• WHAT YOU WILL DO: Restate each record word for word, from the first to the last.

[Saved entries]
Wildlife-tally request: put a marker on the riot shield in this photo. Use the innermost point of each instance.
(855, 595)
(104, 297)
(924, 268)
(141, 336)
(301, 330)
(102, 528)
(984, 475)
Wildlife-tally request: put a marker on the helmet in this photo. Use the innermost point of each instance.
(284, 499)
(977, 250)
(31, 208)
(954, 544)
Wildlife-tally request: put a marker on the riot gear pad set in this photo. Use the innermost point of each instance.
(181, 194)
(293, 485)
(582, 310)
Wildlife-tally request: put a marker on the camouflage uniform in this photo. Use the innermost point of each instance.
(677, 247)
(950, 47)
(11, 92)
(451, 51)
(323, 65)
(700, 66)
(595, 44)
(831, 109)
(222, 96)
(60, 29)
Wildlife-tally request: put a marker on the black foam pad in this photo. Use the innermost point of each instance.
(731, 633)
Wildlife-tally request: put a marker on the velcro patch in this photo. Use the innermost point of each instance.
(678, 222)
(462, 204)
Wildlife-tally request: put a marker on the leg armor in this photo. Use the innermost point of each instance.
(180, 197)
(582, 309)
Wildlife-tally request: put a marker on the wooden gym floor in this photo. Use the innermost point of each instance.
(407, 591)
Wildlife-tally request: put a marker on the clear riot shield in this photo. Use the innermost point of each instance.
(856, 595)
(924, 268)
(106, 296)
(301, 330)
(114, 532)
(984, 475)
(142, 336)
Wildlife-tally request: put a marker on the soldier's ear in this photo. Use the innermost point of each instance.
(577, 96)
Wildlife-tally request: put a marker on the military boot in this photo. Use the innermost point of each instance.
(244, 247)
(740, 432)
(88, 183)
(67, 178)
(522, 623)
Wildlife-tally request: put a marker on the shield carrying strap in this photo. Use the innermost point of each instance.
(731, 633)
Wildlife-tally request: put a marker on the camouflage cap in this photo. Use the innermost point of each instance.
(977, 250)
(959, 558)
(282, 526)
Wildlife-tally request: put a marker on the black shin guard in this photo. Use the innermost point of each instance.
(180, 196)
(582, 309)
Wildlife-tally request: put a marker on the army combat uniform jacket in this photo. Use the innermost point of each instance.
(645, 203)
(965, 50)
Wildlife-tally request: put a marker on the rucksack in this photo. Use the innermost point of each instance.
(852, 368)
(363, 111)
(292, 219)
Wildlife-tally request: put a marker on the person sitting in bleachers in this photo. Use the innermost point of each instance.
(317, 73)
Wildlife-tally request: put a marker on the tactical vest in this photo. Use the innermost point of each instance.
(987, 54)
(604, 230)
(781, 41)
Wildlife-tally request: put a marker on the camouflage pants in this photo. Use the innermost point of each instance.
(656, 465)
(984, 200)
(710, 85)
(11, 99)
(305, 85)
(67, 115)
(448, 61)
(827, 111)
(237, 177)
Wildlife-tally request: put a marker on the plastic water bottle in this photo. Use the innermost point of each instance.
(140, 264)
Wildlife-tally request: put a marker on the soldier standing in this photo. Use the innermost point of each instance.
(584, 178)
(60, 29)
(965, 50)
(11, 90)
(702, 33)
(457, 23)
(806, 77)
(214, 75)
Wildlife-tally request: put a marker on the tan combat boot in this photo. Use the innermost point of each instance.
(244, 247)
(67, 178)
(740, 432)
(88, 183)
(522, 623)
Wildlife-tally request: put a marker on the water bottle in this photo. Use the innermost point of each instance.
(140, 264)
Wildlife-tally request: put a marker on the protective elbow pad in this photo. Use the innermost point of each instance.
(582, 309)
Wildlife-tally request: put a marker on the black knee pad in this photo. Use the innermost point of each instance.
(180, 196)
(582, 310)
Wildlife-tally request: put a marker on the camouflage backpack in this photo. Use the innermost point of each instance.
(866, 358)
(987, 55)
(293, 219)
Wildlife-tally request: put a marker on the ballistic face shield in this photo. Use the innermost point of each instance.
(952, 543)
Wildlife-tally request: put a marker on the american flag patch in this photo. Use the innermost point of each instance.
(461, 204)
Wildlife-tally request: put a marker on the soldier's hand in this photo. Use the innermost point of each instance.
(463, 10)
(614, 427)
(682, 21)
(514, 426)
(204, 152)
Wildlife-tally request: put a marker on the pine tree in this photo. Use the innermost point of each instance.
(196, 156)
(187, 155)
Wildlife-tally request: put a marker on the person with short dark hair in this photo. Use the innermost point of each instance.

• ANSWER TO THE PROBLEM:
Wildlife-tally request: put a marker on the riot shield in this photo. Use the innermost point of each instance.
(855, 595)
(104, 297)
(924, 268)
(141, 336)
(301, 330)
(102, 528)
(984, 475)
Wildlife-tally request: put a marker on the helmet in this photo. Use the innermost point of each instance.
(284, 499)
(977, 250)
(31, 208)
(954, 544)
Wildlife-tally request: put a marker on the riot gear pad set in this photo. Use the innermost point of each instance.
(181, 194)
(293, 485)
(582, 310)
Wildlife-tally request: put a marker on the camouflage uniform in this photo. Use the innermost point of each instance.
(677, 247)
(950, 47)
(11, 92)
(451, 51)
(323, 65)
(700, 66)
(595, 44)
(831, 109)
(222, 96)
(60, 29)
Wildlife-tally request: put a marker on the black foam pad in this photo. Use the innermost point of each instance.
(731, 633)
Wildlife-tally request: put a marker on the velcro patch in this photo. Use the innermost point of each instance.
(678, 222)
(462, 204)
Wildlife-tally request: put a marker on the leg armor in this photo. Use the innermost point of each instance.
(180, 197)
(582, 309)
Wildlife-tally request: put a marker on the wooden gym floor in this photo. Use the innermost point of each instance.
(407, 591)
Wildlife-tally request: put a marker on the clear riot shield in this photo. Use the innermost point of each instance.
(856, 595)
(924, 268)
(106, 296)
(301, 330)
(114, 532)
(984, 475)
(142, 336)
Wildlife-tally request: put a marker on the soldier's ear in this photo. Use the innermost point of each instance.
(577, 96)
Wildlife-tally request: put a marker on the military boot in this photo. Use the innermost point of each instance.
(244, 247)
(740, 432)
(88, 183)
(67, 178)
(522, 623)
Wildlife-tally request: put a marker on the shield carrying strap in this photo. Use the innermost point of each instance.
(731, 633)
Wildlife-tally request: put a marker on the camouflage cap in this photo. Use the innermost point of each instance.
(977, 250)
(959, 558)
(282, 526)
Wildlife-tally request: put a marker on the black shin guard in this photo. Use the innermost point of each instance.
(180, 196)
(582, 309)
Wildlife-tally request: put a marker on the army combat uniform jacket in this photo. Use the innermost point of each instance.
(645, 203)
(965, 50)
Wildlife-tally request: put a marker on the rucksack in this photo. Use the innermost point of each instance.
(852, 368)
(363, 111)
(292, 219)
Wildlife-tally request: put a marker on the person sitting in bleachers in this photo. Use the innermost point of each instance.
(317, 73)
Wildlife-tally request: put a marker on the tactical vest in this photo. Use the innermost point of each instance.
(987, 54)
(604, 230)
(781, 41)
Wildlife-tally request: put a marker on the camouflage pants in this photo. Use the innermost point of each instance.
(656, 465)
(984, 200)
(710, 85)
(11, 99)
(305, 85)
(67, 115)
(448, 61)
(827, 111)
(237, 177)
Wildlife-tally request: put a marker on the plastic water bottle in this photo. Use the innermost point of each instance.
(140, 264)
Wildlife-tally request: put a marker on the soldier standing in this photo. Use the innermost point of each instance.
(584, 178)
(60, 29)
(965, 50)
(11, 90)
(702, 33)
(457, 23)
(806, 77)
(214, 75)
Wildlife-tally request: put a marker on the tan combat boot in this photo. Use the innermost point of each instance.
(244, 247)
(67, 178)
(740, 432)
(88, 183)
(522, 623)
Wildlife-tally request: put a marker on the water bottle in this photo. Use the innermost point of each instance.
(140, 264)
Wildlife-tally request: put a marker on the protective elbow pad in this photo. Use the innermost point of each instance.
(582, 309)
Wildlife-tally request: put a marker on the black knee pad in this photo. Use the innermost point of each instance.
(180, 196)
(582, 310)
Wildlife-tally request: put a marker on the camouflage backpack in this photo. Use the innermost point of each instance.
(866, 358)
(987, 55)
(293, 219)
Wildlife-tally request: put a marker on the ballistic face shield in this photo. Use the innermost point of each instance.
(952, 543)
Wildlife-tally request: put a marker on the american flag patch in this photo. Use the innermost point of each instance.
(461, 204)
Wildlife-tally request: put a marker on the soldier's hand in this photo. Use the innermost point of each instance.
(463, 10)
(614, 427)
(682, 21)
(514, 426)
(204, 152)
Wildlife-tally request: put a marker on the pine tree in this photo. Use the innermost point of each instance.
(196, 156)
(187, 155)
Wildlife-tally request: put a marker on the person with short dark hair in this photo. Use the innermost point of each instance.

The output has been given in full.